▶ Set exercise: In the listing, rewrite the lines from the one containing "task: segment the" through the one containing "153L157 183L192 183L191", inclusive, replacing "attached garage" with "detached garage" and leaving everything else unchanged. Return only those lines.

Named region outline listing:
------------------------------------------------------------

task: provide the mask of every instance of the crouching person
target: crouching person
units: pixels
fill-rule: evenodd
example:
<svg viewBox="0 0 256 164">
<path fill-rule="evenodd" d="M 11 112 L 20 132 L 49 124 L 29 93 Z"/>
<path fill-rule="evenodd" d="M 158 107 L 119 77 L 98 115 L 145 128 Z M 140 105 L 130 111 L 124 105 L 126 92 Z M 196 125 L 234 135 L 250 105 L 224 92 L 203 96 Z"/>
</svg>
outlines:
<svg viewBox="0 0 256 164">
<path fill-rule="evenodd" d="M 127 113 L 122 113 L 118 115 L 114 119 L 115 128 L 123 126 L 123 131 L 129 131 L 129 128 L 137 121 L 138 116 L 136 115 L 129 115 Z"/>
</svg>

------------------------------------------------------------

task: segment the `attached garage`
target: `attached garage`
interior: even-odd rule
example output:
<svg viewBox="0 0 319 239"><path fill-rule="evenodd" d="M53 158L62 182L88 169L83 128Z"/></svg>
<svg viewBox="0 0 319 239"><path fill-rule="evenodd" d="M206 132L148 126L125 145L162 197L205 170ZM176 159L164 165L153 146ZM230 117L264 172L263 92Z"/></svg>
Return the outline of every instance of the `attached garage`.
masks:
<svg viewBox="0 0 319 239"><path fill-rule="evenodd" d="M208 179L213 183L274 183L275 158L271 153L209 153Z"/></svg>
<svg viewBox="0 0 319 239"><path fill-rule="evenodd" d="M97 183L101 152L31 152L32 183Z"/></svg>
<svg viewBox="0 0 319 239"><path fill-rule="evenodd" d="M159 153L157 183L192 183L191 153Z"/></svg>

------------------------------------------------------------

▶ Answer for this exercise:
task: segment the `detached garage`
target: `detached garage`
interior: even-odd rule
example output:
<svg viewBox="0 0 319 239"><path fill-rule="evenodd" d="M53 158L62 182L88 169L83 128Z"/></svg>
<svg viewBox="0 0 319 239"><path fill-rule="evenodd" d="M206 132L148 126L125 145L162 197L205 170ZM176 159L164 165L153 146ZM230 117L264 172L263 92Z"/></svg>
Return the outline of every instance of the `detached garage`.
masks:
<svg viewBox="0 0 319 239"><path fill-rule="evenodd" d="M208 179L213 183L274 183L275 158L271 153L209 153Z"/></svg>
<svg viewBox="0 0 319 239"><path fill-rule="evenodd" d="M97 183L101 152L31 152L32 183Z"/></svg>
<svg viewBox="0 0 319 239"><path fill-rule="evenodd" d="M159 153L157 183L192 183L191 153Z"/></svg>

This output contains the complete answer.